» Source:
────
On this uphill journey so far, I've made it passed the thicket where the snow comes down lightly and the air is thinner. Behind me are the miles I've traversed and while I've made it this far, the journey was not painless. It has been lonesome and unbearable at times, the trail was so dark and I almost lost myself in the depths of this cold ache that had grown inside me. In fact was so numb, that I had found myself looking into the barrel of a gun. Yet as dark as the situation was, life clung to me begging me to keep on living. So I did. However it was easier said than done. I arose from the depths of the path, having to crawl till I could push myself up and walk. Along this journey I've encountered many others whom also had their share of bumps and falls in the road. Before I knew it, I was no longer alone. So enrapt within each other, we became a group a companions sharing this pathway to the peak. Albeit our paths diverged ever so often and yet we all seem to find each other again.

Now as I've reached the first peak of the mountain I have to transition into this new direction that will alter the rest of my life as long as I live. I will not be able to share this direction with all my companions as I take my journey into my own hands however they've made the best of it. This undergraduate experience that I am about to take on is almost the same as when I started this journey at the base of the mountain. Its a fresh restart as I am able to carve new footprints into the landscape, a different path once again. Yet this new expedition only deserves the best I am. One Hundred percent is not enough as an undergraduate, I must exert myself to the fullest extent of my being to push the limits of where I am. This portion is what sets up the rest of my journey enriching me with different experiences that I may carry till the end. The good life is the journey, for life itself is never just one thing but a multitude of experiences in a continuous span of time till it is abruptly cut off. <essay end>

Is there anything I can improve here???
vangiespen - / 4,134 1449  
Oct 26, 2014   #2
Caroline, you need to try to approach this essay from a different angle. Right now, your essay is dealing with your journey through life which is not the same as the definition of a good life. Try to write another essay based upon what you believe to be a good life and how happened for you. Some people use a quote from a book, a story from a movie n or tv show, or even an anecdote from a friend of relative. The good life is a journey, but it needs to be defined in order for it to have meaning and for others to understand why you define it a certain way. The prompt wants to measure your maturity level and understanding of life. Try to reflect that in your writing. Those are the reasons you need to revise the essay. Trust me, it will help your essay align properly with the prompt :-)
────
» Data block:
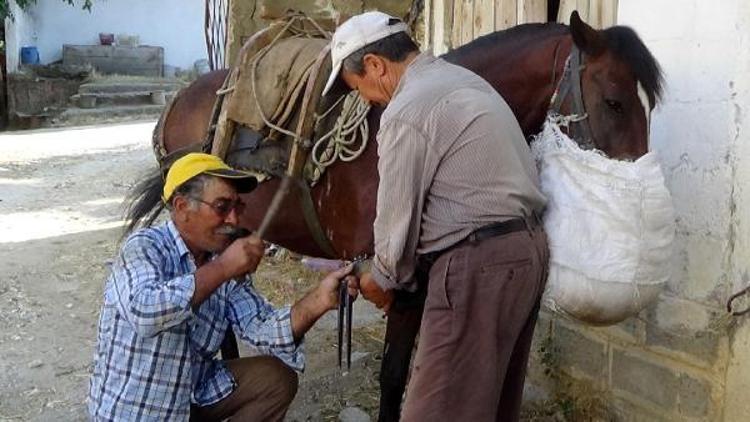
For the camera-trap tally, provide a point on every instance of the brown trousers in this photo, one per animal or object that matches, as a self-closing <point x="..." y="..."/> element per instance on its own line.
────
» What is required: Rewrite the forum post between "vangiespen - /" and "the prompt :-)", inclusive, putting "question" wherever "prompt" appears.

» Correct answer:
vangiespen - / 4,134 1449  
Oct 26, 2014   #2
Caroline, you need to try to approach this essay from a different angle. Right now, your essay is dealing with your journey through life which is not the same as the definition of a good life. Try to write another essay based upon what you believe to be a good life and how happened for you. Some people use a quote from a book, a story from a movie n or tv show, or even an anecdote from a friend of relative. The good life is a journey, but it needs to be defined in order for it to have meaning and for others to understand why you define it a certain way. The question wants to measure your maturity level and understanding of life. Try to reflect that in your writing. Those are the reasons you need to revise the essay. Trust me, it will help your essay align properly with the question :-)